• Task to carry out
Continue the news report below on new funding for NTU's water research institute, picking up after its last sentence.

Updated: 05/04/2013 02:09

NTU's water research institute to get $132 million from government and private sector

NTU's water research institute to get $132 million from government and private sector

The Nanyang Technological University will be getting $132 million for its water research institute, bringing its total funding to about $400 million by end 2016. 

The funds are from the government as well as MNCs and SMEs, signalling closer collaboration with industry. 

Sewage and industrial wastewater may not seem that different to the layman. 

But researchers say the industrial wastewater normally contains waste that is specific to the industry, which then requires specialised treatment systems. 

That will be one area researchers at the Nanyang Environment and Water Research Institute, will look into in its second phase of development. 

Even as it refines research on protein-based membranes, which are said to be more energy efficient. 

The new wave in water purification techniques now is how to refine biomimetic membranes - said to be the next generation of membranes which are based on proteins. 

The challenge for researchers is how to lower energy consumption in the process of purifying water.

Executive Director of Nanyang Environment and National Research Institute, Professor Ng Wun Jern, on the main challenge of the wastewater treatment project. 

"Ironically, to treat wastewater - because it needs energy to do so, there is in fact an impact on the environment, so if you're going to use a lot of energy to treat wastewater, then on the one hand, you save the world by producing cleaner water, on the other hand, you may cause some damage because of the energy footprint."

• Data extracts
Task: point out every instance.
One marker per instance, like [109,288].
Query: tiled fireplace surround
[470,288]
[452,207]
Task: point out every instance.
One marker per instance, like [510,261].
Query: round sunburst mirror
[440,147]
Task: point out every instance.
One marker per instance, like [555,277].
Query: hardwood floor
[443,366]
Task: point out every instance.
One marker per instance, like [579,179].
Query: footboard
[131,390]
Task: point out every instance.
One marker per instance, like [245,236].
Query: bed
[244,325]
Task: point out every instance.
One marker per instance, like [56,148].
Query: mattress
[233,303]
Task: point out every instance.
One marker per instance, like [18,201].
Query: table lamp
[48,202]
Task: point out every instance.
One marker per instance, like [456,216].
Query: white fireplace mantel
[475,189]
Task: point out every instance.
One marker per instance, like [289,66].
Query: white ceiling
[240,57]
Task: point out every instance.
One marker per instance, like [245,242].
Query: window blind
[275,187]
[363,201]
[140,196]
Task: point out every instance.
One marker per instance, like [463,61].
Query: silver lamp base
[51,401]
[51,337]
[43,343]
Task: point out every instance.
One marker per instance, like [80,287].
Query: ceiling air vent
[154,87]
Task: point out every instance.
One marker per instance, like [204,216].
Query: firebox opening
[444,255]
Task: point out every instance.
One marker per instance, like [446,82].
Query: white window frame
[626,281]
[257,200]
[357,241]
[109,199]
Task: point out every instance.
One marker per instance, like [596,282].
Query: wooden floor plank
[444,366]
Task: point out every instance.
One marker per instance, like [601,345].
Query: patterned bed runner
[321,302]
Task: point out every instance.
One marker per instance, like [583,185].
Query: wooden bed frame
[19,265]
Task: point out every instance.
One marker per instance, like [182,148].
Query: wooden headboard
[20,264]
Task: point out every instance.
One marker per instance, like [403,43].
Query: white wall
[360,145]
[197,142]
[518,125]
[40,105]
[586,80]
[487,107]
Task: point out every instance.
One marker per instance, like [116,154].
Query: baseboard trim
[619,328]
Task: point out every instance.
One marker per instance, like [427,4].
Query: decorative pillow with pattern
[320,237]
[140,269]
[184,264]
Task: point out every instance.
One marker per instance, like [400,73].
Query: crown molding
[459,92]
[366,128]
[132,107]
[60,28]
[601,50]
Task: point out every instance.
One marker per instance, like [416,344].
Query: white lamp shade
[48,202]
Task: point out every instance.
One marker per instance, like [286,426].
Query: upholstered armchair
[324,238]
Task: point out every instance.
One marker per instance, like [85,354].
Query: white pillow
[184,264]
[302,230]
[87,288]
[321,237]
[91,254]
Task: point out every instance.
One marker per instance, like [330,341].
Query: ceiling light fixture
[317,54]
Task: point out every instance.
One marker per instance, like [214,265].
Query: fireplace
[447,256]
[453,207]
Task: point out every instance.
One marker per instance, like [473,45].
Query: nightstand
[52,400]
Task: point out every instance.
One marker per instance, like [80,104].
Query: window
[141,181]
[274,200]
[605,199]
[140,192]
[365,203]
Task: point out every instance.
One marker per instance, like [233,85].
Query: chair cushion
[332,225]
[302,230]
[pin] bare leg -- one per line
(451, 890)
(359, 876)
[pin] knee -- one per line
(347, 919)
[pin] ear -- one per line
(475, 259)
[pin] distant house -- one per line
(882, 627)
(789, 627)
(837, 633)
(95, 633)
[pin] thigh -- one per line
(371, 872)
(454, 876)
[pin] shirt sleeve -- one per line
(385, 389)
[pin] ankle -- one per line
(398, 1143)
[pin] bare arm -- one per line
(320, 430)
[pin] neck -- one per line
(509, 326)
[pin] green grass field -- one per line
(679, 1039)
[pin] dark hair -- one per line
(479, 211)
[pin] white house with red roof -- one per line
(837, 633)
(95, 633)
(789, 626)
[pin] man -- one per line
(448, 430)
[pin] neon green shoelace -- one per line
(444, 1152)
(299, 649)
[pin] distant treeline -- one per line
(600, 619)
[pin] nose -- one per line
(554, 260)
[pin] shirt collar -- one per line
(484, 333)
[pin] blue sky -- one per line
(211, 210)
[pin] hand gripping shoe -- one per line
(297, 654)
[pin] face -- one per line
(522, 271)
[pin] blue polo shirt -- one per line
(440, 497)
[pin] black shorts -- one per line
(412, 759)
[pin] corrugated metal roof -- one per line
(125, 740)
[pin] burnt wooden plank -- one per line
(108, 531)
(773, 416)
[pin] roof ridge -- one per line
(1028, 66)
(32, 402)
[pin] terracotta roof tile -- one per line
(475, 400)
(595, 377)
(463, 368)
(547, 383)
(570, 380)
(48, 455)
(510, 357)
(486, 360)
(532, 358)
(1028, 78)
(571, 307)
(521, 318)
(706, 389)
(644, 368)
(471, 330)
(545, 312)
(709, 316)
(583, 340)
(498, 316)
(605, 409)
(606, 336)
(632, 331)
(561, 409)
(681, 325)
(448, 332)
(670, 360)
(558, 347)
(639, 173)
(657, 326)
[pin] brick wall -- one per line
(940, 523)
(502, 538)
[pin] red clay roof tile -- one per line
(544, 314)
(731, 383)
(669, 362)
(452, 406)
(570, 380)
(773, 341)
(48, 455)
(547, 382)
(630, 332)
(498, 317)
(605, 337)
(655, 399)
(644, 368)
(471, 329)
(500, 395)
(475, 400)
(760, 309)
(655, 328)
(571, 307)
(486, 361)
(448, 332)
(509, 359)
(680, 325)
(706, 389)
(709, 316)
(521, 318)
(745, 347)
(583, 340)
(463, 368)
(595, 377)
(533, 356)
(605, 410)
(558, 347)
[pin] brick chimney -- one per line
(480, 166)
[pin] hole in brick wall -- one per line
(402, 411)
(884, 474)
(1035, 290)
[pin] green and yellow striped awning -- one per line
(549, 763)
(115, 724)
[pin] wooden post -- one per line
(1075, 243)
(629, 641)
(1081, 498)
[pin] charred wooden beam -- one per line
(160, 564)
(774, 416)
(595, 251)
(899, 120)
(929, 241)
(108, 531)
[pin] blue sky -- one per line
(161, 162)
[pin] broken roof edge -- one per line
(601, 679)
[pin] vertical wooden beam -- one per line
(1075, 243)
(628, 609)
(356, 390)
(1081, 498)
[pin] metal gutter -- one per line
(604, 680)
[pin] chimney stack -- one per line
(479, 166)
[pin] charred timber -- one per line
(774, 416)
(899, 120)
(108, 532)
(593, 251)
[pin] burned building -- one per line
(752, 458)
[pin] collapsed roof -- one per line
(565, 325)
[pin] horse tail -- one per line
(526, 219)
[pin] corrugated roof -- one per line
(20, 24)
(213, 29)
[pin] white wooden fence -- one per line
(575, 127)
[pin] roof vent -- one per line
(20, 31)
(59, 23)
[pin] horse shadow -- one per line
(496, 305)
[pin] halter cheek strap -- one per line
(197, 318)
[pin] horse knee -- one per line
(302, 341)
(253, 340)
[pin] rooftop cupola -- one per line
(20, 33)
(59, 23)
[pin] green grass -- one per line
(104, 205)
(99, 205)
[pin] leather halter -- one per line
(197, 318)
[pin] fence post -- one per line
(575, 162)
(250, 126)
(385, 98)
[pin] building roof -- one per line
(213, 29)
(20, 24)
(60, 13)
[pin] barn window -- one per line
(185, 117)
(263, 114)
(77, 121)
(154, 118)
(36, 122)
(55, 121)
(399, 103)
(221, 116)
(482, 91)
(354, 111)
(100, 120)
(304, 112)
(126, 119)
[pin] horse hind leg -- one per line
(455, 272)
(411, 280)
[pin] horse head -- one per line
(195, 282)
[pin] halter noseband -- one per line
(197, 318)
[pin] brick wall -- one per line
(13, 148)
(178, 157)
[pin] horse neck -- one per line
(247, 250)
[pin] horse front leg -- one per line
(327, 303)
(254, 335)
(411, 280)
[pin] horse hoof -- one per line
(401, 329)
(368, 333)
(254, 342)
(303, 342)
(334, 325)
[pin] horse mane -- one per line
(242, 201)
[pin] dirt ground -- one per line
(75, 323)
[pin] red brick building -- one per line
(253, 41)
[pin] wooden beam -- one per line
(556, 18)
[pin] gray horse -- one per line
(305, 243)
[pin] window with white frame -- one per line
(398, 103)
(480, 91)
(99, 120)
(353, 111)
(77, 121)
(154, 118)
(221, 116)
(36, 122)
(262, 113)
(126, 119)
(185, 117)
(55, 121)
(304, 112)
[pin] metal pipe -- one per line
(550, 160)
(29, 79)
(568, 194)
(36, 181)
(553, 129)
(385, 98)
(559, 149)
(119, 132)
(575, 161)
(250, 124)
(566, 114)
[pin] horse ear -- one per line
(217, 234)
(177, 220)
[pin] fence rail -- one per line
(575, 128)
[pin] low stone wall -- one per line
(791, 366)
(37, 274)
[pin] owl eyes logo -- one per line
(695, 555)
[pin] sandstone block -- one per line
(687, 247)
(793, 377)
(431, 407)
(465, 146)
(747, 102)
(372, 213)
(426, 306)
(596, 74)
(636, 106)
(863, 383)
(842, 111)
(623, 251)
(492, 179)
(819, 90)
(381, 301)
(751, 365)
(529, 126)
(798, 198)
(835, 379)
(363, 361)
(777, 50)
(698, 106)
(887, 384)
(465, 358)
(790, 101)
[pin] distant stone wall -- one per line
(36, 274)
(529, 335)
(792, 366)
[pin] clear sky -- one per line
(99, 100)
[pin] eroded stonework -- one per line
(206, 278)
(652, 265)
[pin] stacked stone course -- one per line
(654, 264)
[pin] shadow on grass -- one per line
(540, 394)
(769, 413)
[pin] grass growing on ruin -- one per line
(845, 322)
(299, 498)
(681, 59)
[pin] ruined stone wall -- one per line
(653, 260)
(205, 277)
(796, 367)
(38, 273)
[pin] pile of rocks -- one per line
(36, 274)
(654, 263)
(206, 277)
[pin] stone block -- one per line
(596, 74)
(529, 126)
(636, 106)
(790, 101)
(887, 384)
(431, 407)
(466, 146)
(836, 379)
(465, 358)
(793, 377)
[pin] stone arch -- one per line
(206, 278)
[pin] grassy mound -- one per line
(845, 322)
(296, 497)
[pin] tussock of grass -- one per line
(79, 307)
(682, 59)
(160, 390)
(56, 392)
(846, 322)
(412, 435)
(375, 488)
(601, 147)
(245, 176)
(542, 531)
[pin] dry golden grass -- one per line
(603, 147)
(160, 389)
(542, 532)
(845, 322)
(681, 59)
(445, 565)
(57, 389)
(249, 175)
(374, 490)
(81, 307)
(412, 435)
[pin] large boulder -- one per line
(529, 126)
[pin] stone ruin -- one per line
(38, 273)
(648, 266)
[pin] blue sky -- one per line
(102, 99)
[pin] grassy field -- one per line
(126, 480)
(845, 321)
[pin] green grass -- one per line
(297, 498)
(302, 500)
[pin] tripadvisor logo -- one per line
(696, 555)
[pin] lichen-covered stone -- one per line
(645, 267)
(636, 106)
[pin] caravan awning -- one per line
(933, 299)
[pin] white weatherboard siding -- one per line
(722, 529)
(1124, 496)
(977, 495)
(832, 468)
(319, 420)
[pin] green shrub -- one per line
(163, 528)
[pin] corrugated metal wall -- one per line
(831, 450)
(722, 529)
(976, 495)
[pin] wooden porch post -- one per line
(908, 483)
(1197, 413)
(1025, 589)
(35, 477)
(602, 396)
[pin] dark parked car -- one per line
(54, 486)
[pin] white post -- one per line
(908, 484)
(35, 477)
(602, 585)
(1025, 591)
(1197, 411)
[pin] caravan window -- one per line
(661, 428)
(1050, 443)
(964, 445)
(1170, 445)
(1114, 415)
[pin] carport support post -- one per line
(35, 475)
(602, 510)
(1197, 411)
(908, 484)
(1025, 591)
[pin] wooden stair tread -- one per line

• Exercise output
" So the challenge now is number one, how do we treat industrial wastewater adequately and yet be able to do it with as little energy as is possible, and ideally perhaps even to recover energy from the industrial wastewater."

Singapore Minister of Environment and Water Resources, Dr Vivian Balakrishnan spoke of the importance of collaboration between the academia and industry. 

" We have translated a vulnerability in terms of access to water basically into now, a question of energy because with reverse osmosis, as long as I have energy, I can produce water, so water per se is not the limiting factor, but energy is. And short of a breakthrough in new renewable and cheap and plentiful energy, short of that breakthrough which I hope occurs, otherwise, the only thing we have left to rely on is energy efficiency. And that's why biomimetic membranes are going to be crucial."

"This combination of academia and industry in the real world space where there are real demands and needs, I think, this is an example of translating what was a strategic vulnerability into a global opportunity and that's why this is so important."

"The future would increasingly belong to systems that mimic nature more and more. So on the one hand, we will continue to work on engineering systems because we have to be relevant to the economy now, but at the same time, we'll put part of our efforts to look into systems that mimic nature and this could probably be ready for applications perhaps in 10 to 15 years time."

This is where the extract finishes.